## Document text
Utley's story follows a scientist, Ivan Kelly, a specialist in ancient soils, on a visit to his screenwriter brother in Hollywood. Kelly was one of the first people to cross through a portal into what appears to be Earth during the Silurian age, many millions of years before the dinosaurs. And that trip has left him with an unsettling legacy. All the theorists examining the portal explained that the other side couldn't be the actual Silurian period on the actual Earth; travel into the past is impossible, so this must be a parallel world of some kind, so far indistinguishable from the Earth as it existed 400 million years before.
The problem is that, if the portal links parallel worlds differing perhaps only in some infinitely tiny detail, how can you be sure that the Earth you come back to is really the same Earth that you left? Since he's returned, Kelly has become increasingly worried that he's not in the same universe from which he departed. But he can't be sure. Unless the difference were big and obvious, how would he know? So he's growing detached, feeling alienated, but unable even to be sure if his notion is correct.

## Listed entries
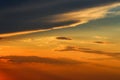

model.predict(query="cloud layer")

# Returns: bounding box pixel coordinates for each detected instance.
[0,0,119,33]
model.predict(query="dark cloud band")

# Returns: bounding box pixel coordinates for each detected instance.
[0,0,119,33]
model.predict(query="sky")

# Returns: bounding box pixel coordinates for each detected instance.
[0,0,120,80]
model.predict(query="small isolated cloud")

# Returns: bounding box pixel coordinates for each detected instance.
[0,56,81,64]
[94,41,111,44]
[56,37,72,40]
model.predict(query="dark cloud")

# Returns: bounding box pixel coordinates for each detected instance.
[0,56,84,64]
[0,0,119,33]
[56,37,72,40]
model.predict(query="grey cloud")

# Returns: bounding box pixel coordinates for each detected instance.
[0,0,119,33]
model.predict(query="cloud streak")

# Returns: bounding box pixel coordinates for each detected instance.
[0,56,82,65]
[55,46,120,59]
[0,0,119,36]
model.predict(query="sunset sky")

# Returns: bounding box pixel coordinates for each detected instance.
[0,0,120,80]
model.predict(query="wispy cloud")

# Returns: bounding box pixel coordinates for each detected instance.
[56,37,72,40]
[55,46,120,59]
[0,0,120,36]
[0,56,82,65]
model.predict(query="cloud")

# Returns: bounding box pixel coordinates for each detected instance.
[0,0,120,35]
[55,46,120,59]
[94,41,111,44]
[0,56,82,64]
[56,37,72,40]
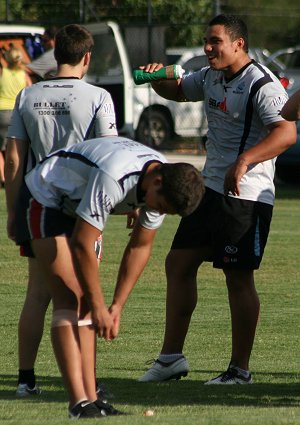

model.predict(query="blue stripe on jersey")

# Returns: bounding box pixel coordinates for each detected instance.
[239,61,273,155]
[40,150,99,168]
[83,105,101,140]
[118,171,141,192]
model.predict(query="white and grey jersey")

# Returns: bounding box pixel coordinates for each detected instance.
[25,137,167,231]
[182,61,288,205]
[8,78,118,171]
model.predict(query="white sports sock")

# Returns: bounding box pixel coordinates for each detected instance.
[232,365,250,378]
[158,353,183,363]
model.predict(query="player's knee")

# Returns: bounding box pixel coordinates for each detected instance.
[51,309,78,328]
[78,319,93,326]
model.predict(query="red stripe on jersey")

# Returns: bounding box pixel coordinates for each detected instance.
[28,199,44,239]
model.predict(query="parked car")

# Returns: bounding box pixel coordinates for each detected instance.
[276,121,300,184]
[266,46,300,93]
[269,46,300,184]
[0,25,44,64]
[134,47,207,149]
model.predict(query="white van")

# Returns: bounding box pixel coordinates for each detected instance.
[85,21,206,149]
[0,21,206,149]
[0,25,44,64]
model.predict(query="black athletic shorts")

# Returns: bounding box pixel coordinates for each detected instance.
[172,188,273,270]
[16,183,102,261]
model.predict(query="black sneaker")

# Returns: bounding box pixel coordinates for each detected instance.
[204,366,253,385]
[94,398,125,416]
[69,400,107,419]
[96,382,115,403]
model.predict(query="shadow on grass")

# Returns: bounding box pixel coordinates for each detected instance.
[0,371,300,407]
[275,180,300,199]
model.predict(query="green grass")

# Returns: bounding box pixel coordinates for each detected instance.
[0,186,300,425]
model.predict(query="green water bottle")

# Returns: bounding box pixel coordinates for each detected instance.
[133,65,184,85]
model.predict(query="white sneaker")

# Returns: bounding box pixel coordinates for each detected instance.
[16,384,42,397]
[138,356,190,382]
[204,366,253,385]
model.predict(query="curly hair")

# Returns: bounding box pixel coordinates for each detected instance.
[54,24,94,65]
[208,14,249,52]
[155,162,205,217]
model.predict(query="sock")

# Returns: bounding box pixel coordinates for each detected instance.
[18,369,35,389]
[231,365,250,378]
[158,353,183,363]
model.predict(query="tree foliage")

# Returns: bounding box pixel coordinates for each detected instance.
[0,0,300,50]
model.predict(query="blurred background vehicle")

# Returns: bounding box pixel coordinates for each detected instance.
[0,25,44,64]
[266,46,300,94]
[267,46,300,184]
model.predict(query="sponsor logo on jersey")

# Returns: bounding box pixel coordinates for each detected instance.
[225,245,238,254]
[233,81,246,94]
[272,96,287,106]
[208,97,228,113]
[102,103,115,115]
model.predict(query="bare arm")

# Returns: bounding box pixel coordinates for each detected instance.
[110,223,156,336]
[224,121,297,195]
[4,138,29,240]
[281,90,300,121]
[70,217,113,340]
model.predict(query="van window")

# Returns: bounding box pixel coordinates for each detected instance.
[0,33,43,63]
[87,28,123,85]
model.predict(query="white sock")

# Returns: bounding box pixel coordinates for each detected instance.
[231,365,250,378]
[158,353,183,363]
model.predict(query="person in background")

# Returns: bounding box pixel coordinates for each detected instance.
[27,26,58,80]
[281,89,300,121]
[0,46,31,187]
[139,14,296,385]
[5,25,118,397]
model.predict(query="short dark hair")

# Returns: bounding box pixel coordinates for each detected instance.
[54,24,94,65]
[44,25,58,40]
[208,14,249,52]
[155,162,205,217]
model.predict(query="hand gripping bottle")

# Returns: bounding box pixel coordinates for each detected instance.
[133,65,184,85]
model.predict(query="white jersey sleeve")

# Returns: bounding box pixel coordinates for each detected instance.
[76,169,124,231]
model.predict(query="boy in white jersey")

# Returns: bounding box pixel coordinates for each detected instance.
[5,25,117,397]
[16,137,204,418]
[281,90,300,121]
[140,15,296,384]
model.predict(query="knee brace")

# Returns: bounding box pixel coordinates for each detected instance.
[51,309,78,328]
[78,319,93,326]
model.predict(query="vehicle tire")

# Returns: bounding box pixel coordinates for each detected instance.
[136,110,172,149]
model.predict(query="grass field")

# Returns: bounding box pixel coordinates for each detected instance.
[0,186,300,425]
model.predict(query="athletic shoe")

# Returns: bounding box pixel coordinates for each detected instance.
[204,366,253,385]
[96,382,115,402]
[94,398,125,416]
[16,384,42,397]
[138,356,190,382]
[69,400,107,419]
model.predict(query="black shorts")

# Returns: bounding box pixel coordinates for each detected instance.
[16,183,76,257]
[16,183,103,261]
[172,188,273,270]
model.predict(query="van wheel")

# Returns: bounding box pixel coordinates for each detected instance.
[136,111,172,149]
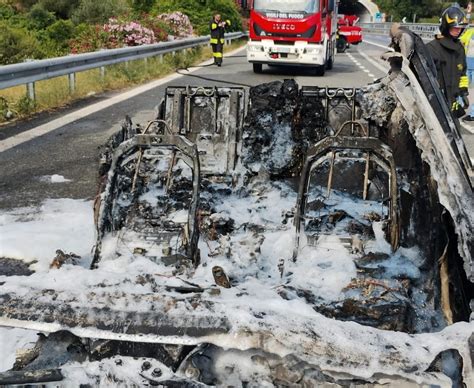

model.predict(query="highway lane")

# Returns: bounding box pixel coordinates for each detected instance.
[0,43,470,209]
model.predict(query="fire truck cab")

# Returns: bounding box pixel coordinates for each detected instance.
[247,0,337,76]
[337,15,362,53]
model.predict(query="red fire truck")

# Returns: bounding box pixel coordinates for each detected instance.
[337,15,362,53]
[247,0,337,76]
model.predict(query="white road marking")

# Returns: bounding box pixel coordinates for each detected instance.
[0,47,242,152]
[357,49,390,74]
[364,38,394,51]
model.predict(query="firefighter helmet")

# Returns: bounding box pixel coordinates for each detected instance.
[439,5,468,36]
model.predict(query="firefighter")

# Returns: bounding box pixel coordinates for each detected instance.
[209,14,230,66]
[427,5,469,117]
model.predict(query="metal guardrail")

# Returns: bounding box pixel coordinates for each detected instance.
[0,32,246,94]
[358,23,439,38]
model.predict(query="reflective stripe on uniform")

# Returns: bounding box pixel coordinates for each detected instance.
[459,75,469,88]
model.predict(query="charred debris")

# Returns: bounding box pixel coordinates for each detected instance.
[0,26,474,386]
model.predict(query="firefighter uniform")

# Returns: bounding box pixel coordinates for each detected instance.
[209,17,230,66]
[427,6,469,117]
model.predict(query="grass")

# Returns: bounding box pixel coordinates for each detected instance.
[0,40,245,123]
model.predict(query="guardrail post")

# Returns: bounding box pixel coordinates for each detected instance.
[26,82,36,101]
[67,73,76,94]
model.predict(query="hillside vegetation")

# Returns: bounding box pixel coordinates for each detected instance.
[0,0,242,65]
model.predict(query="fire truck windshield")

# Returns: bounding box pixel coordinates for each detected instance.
[253,0,319,18]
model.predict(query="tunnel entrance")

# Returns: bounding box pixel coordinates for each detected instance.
[338,0,379,23]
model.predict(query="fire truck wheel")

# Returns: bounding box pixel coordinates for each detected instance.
[336,37,347,53]
[326,50,334,70]
[253,63,263,74]
[314,65,326,77]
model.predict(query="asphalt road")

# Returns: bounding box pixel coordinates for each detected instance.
[0,41,474,209]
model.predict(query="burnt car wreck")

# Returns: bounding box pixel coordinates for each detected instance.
[0,26,474,387]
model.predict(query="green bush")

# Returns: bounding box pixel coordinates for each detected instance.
[37,19,76,57]
[0,22,44,65]
[39,0,80,19]
[28,4,56,30]
[153,0,242,35]
[46,20,74,46]
[0,4,15,20]
[16,94,36,116]
[129,0,156,13]
[71,0,130,24]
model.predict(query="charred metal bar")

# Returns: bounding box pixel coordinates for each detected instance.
[328,151,336,198]
[0,369,64,386]
[362,152,370,201]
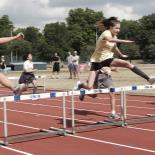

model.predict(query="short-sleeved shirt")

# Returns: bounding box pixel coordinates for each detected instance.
[23,60,33,70]
[67,55,73,65]
[72,55,79,65]
[52,56,60,61]
[90,30,117,62]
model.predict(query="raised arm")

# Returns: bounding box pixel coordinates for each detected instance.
[104,36,134,43]
[0,33,24,44]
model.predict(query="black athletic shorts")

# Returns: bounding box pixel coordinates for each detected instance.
[90,58,114,71]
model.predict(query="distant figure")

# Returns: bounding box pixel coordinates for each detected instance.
[0,33,24,95]
[52,53,61,79]
[18,53,37,95]
[67,52,73,79]
[72,51,79,78]
[0,55,6,73]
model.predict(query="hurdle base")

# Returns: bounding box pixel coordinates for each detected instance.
[0,129,64,146]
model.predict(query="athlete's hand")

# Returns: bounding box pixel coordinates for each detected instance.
[125,40,134,43]
[121,54,129,59]
[16,33,24,40]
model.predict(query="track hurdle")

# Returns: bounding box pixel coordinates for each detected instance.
[68,85,155,134]
[0,85,155,145]
[0,92,66,145]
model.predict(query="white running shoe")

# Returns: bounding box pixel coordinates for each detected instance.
[73,81,84,90]
[148,77,155,84]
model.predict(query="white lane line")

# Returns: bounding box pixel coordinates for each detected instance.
[0,146,34,155]
[68,135,155,153]
[127,125,155,132]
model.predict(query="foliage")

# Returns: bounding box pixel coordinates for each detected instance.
[0,8,155,62]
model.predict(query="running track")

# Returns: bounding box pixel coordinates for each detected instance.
[0,90,155,155]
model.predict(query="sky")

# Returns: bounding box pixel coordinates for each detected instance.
[0,0,155,29]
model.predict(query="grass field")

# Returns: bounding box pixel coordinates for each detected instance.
[3,64,155,94]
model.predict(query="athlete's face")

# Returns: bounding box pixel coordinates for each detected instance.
[28,54,32,61]
[110,23,121,35]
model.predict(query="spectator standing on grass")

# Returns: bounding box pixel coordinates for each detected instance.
[66,52,73,79]
[52,53,61,79]
[72,51,80,78]
[0,33,24,95]
[19,53,37,95]
[78,17,155,92]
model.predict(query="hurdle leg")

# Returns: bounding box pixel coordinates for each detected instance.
[123,91,127,126]
[71,91,75,134]
[121,90,125,126]
[3,101,9,145]
[43,77,46,92]
[62,94,67,135]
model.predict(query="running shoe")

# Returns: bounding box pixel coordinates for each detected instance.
[148,77,155,84]
[110,113,120,119]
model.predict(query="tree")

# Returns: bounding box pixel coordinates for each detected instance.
[66,8,103,59]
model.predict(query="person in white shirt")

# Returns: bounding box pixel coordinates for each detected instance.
[72,51,79,78]
[66,52,73,79]
[0,33,24,95]
[18,53,37,95]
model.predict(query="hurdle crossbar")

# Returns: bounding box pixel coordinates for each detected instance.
[8,75,47,92]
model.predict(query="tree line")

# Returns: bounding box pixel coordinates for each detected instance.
[0,8,155,62]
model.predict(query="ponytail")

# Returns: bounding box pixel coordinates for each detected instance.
[97,17,120,31]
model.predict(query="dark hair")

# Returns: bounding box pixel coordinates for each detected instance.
[98,17,120,31]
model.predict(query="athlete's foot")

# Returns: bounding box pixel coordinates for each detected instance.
[13,86,21,96]
[74,81,84,90]
[148,77,155,84]
[110,113,120,119]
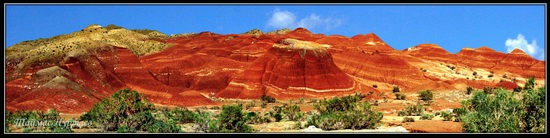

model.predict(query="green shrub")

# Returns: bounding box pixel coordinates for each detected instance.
[293,121,303,129]
[246,112,271,124]
[260,101,267,108]
[80,89,156,131]
[193,109,212,132]
[418,90,434,105]
[395,93,407,100]
[466,86,474,95]
[514,86,522,92]
[23,127,33,133]
[420,114,434,120]
[218,105,253,133]
[522,87,546,133]
[397,105,425,116]
[461,89,524,133]
[403,117,414,123]
[441,111,453,121]
[523,77,535,90]
[147,121,182,133]
[392,86,400,92]
[307,94,383,130]
[453,107,467,122]
[116,125,137,133]
[283,104,304,121]
[483,87,494,94]
[260,95,277,103]
[164,107,196,123]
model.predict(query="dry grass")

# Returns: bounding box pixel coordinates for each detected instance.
[6,25,171,77]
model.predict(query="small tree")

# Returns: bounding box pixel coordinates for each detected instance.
[522,87,546,133]
[461,89,524,133]
[80,89,156,131]
[483,87,494,94]
[393,86,400,92]
[418,90,434,105]
[420,114,434,120]
[403,117,414,123]
[260,95,277,103]
[523,77,535,91]
[514,86,522,92]
[283,104,304,121]
[466,86,474,95]
[395,93,407,100]
[218,105,253,133]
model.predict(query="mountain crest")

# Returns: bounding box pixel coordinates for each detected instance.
[510,48,527,55]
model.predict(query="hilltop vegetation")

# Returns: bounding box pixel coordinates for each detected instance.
[6,24,171,78]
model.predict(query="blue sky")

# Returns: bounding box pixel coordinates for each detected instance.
[5,4,546,59]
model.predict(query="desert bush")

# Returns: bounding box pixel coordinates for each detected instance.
[522,87,546,133]
[453,107,467,122]
[307,94,383,130]
[245,101,256,110]
[418,90,434,105]
[420,114,434,120]
[483,87,494,94]
[260,101,267,108]
[260,95,277,103]
[514,86,522,92]
[298,98,304,104]
[293,121,303,129]
[466,86,474,95]
[218,105,253,133]
[147,121,182,133]
[403,117,414,123]
[80,89,156,131]
[164,107,196,123]
[116,125,137,133]
[397,105,425,116]
[392,86,400,92]
[246,112,271,124]
[441,111,453,121]
[283,104,304,121]
[395,93,407,100]
[461,89,524,133]
[269,106,284,122]
[523,77,535,90]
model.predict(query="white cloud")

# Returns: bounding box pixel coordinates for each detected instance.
[504,34,544,59]
[266,9,342,30]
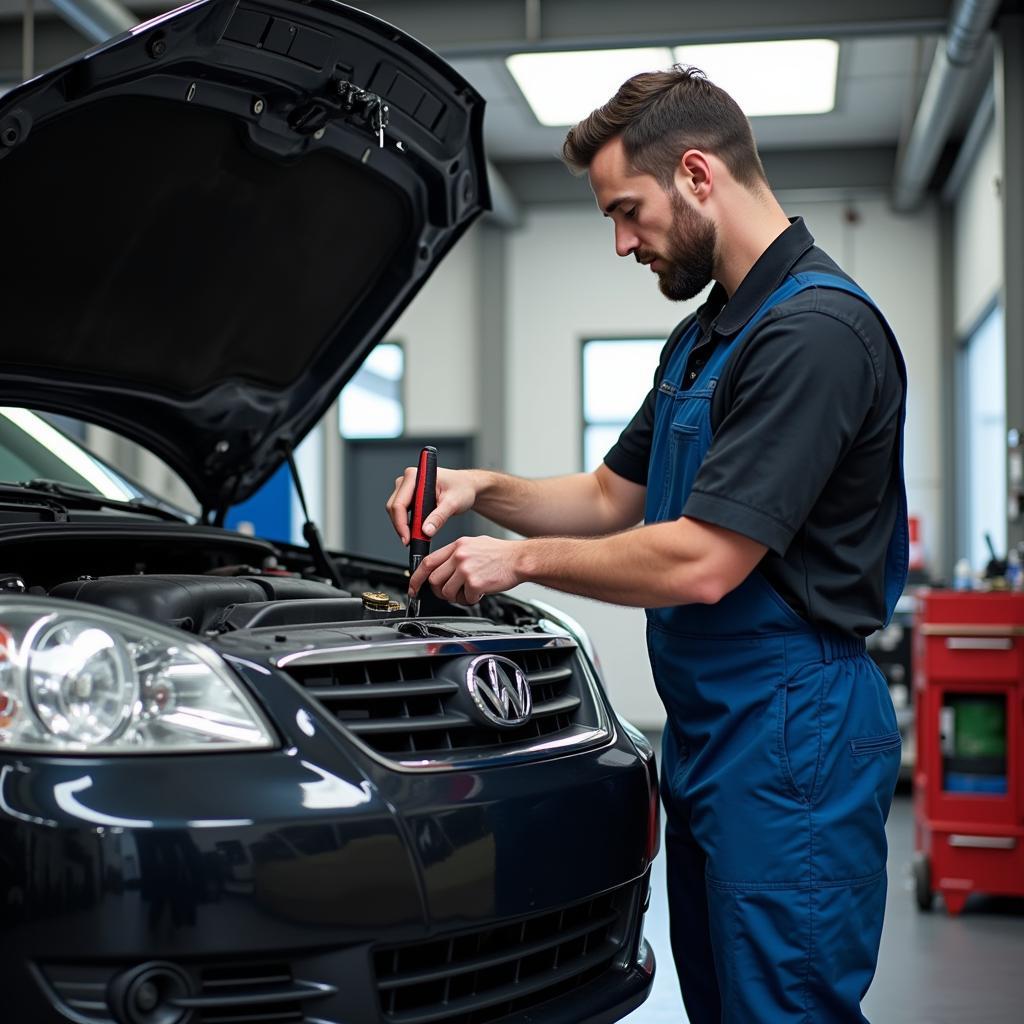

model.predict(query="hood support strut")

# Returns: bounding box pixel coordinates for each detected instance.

## To do
A – Repeat the Ivan Kelly passage from "The problem is" to "notion is correct.".
B – According to the Ivan Kelly passage, what is Kelly's scientific specialty?
C – Extend the Ivan Kelly passage, picking up after its last sentence.
The rows are separate material, apart from the Ivan Kelly passage.

## Task-by-task results
A –
The problem is that, if the portal links parallel worlds differing perhaps only in some infinitely tiny detail, how can you be sure that the Earth you come back to is really the same Earth that you left? Since he's returned, Kelly has become increasingly worried that he's not in the same universe from which he departed. But he can't be sure. Unless the difference were big and obvious, how would he know? So he's growing detached, feeling alienated, but unable even to be sure if his notion is correct.

B – Ancient soils.

C –
Both stories present time travel scenarios (time tinkering, perhaps, in Flynn's case) that leave the traveler or tinkerer cut off from his own past – stuck in a world he believes is not the one he left, but unable due to the uncertainties inherent in the process to ever know if his inkling is correct. But that's as far as the similarities go. Flynn's story focuses on the concept, even to the point of inserting simple diagrams to illustrate the physicist's point. The bar setting, the joking of the listeners, and the punchline ending – effective as it is – take the focus away from the emotional significance of the physicist's situation. Utley, on the other hand, takes care to describe his scenario with some technical precision, but he keeps his attention on the inner life of the central character. Even the humorous bits – Kelly attends a Hollywood party with his brother, where things are as surreal as any reader would expect – add to the feeling of unreality surrounding Kelly. Where Flynn tells his story in broad strokes, Utley chooses subtle details. Both of them are well-crafted and effective – though for my money I prefer the Utley, which leaves a stronger presence in the mind – and they're both clearly SF, but they occupy spots on distant branches of the family tree.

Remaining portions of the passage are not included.